**Seitentext**
------------------------------------------------------------------------
The Edvard Westermarck Online Collection, Filosofia.fi (Eurooppalaisen filosofian seura ry) <http://filosofia.fi/Westermarck> ed./red./toim. Juhani Ihanus, Tommy Lahtinen & Yrsa Neuman 2011. Transkribering/Litterointi/Transcription: Filosofia.fi.

Sektion V.

        Vergleichende und pädagogische Psychologie.

Erste sitzung.

        Dienstag 4. August, Nachmittags 3 Uhr.

        Vorsitzender: Dr. Andreae (Kaiserslautern).
        Schriftführer: Dr. Offner (München).

Normative und psychologische Ethik.

    Von Dr. Edward Westermarck, Helsingfors (Finnland).
------------------------------------------------------------------------
**Aufgabe**
Zitiere den Seitentext oben vollständig und Wort für Wort.
------------------------------------------------------------------------
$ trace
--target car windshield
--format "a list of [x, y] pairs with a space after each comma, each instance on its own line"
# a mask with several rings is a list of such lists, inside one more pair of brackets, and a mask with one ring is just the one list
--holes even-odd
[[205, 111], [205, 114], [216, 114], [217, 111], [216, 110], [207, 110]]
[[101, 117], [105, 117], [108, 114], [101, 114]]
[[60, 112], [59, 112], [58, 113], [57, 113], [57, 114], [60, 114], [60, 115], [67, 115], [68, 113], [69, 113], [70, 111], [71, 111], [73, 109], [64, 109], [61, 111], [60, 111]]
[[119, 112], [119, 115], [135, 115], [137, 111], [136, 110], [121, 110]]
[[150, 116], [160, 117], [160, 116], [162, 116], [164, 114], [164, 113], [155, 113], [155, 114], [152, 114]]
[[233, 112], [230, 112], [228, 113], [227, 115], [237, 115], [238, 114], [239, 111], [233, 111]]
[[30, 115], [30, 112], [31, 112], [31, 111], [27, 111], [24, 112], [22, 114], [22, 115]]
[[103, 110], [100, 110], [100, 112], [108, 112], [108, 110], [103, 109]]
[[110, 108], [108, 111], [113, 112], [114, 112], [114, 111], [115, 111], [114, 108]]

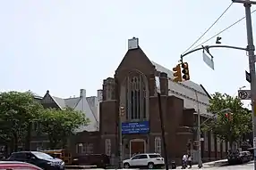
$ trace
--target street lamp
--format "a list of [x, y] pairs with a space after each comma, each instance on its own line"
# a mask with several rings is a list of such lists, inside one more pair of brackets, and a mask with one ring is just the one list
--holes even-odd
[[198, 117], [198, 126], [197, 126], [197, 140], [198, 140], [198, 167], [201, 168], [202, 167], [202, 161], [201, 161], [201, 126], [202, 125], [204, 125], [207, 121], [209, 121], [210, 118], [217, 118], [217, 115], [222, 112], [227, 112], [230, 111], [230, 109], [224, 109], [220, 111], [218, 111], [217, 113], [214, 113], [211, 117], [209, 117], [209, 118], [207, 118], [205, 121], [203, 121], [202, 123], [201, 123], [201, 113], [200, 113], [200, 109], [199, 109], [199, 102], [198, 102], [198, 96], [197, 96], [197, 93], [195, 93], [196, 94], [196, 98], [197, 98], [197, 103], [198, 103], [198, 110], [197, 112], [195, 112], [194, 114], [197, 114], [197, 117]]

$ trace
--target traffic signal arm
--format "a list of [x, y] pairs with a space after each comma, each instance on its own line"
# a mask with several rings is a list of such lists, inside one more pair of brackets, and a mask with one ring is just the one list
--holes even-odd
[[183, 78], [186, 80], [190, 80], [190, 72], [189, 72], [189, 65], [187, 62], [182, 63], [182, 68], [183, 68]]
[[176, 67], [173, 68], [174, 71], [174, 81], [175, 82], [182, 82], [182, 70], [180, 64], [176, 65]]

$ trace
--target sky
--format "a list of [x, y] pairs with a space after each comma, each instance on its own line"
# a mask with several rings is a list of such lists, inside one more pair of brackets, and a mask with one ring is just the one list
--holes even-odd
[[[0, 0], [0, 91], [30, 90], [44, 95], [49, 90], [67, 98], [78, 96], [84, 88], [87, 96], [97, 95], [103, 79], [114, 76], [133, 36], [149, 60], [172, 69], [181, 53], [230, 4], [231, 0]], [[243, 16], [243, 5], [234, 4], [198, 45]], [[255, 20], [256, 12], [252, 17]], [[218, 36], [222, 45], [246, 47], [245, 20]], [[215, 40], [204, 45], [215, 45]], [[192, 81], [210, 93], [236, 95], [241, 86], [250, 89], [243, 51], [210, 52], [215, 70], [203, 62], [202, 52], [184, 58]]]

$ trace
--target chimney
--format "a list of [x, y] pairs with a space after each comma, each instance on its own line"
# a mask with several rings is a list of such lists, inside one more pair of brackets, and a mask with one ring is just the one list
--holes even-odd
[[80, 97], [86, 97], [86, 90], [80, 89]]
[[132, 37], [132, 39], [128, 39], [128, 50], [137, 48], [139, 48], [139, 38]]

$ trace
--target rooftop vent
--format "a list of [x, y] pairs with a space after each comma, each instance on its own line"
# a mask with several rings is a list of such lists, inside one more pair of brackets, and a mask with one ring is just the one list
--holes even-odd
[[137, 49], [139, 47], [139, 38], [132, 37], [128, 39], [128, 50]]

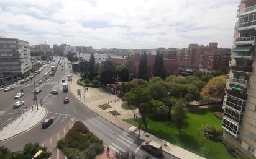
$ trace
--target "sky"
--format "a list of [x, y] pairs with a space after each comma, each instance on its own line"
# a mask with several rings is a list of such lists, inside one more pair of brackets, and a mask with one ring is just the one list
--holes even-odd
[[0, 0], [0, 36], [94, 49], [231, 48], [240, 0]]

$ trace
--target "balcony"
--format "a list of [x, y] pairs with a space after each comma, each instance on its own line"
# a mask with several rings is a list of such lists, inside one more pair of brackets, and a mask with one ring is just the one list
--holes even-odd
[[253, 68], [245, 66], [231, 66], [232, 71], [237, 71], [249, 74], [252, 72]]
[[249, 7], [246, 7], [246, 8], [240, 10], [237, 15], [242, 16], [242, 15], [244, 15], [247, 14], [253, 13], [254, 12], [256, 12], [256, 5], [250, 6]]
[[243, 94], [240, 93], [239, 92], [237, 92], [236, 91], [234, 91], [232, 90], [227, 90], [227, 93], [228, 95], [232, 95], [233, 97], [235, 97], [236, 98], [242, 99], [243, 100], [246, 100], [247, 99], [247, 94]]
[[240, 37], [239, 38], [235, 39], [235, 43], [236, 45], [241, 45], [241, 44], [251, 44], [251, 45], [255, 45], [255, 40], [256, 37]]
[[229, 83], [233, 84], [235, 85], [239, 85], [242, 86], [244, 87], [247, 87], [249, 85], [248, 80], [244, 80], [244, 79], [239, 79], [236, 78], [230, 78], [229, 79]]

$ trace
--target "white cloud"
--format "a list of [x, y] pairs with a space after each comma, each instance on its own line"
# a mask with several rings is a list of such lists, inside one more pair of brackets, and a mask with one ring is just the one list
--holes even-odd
------------------------------------------------------------------------
**Antwort zur Aufgabe**
The Edvard Westermarck Online Collection, Filosofia.fi (Eurooppalaisen filosofian seura ry) <http://filosofia.fi/Westermarck> ed./red./toim. Juhani Ihanus, Tommy Lahtinen & Yrsa Neuman 2011. Transkribering/Litterointi/Transcription: Filosofia.fi.

Sektion V.

        Vergleichende und pädagogische Psychologie.

Erste sitzung.

        Dienstag 4. August, Nachmittags 3 Uhr.

        Vorsitzender: Dr. Andreae (Kaiserslautern).
        Schriftführer: Dr. Offner (München).

Normative und psychologische Ethik.

    Von Dr. Edward Westermarck, Helsingfors (Finnland).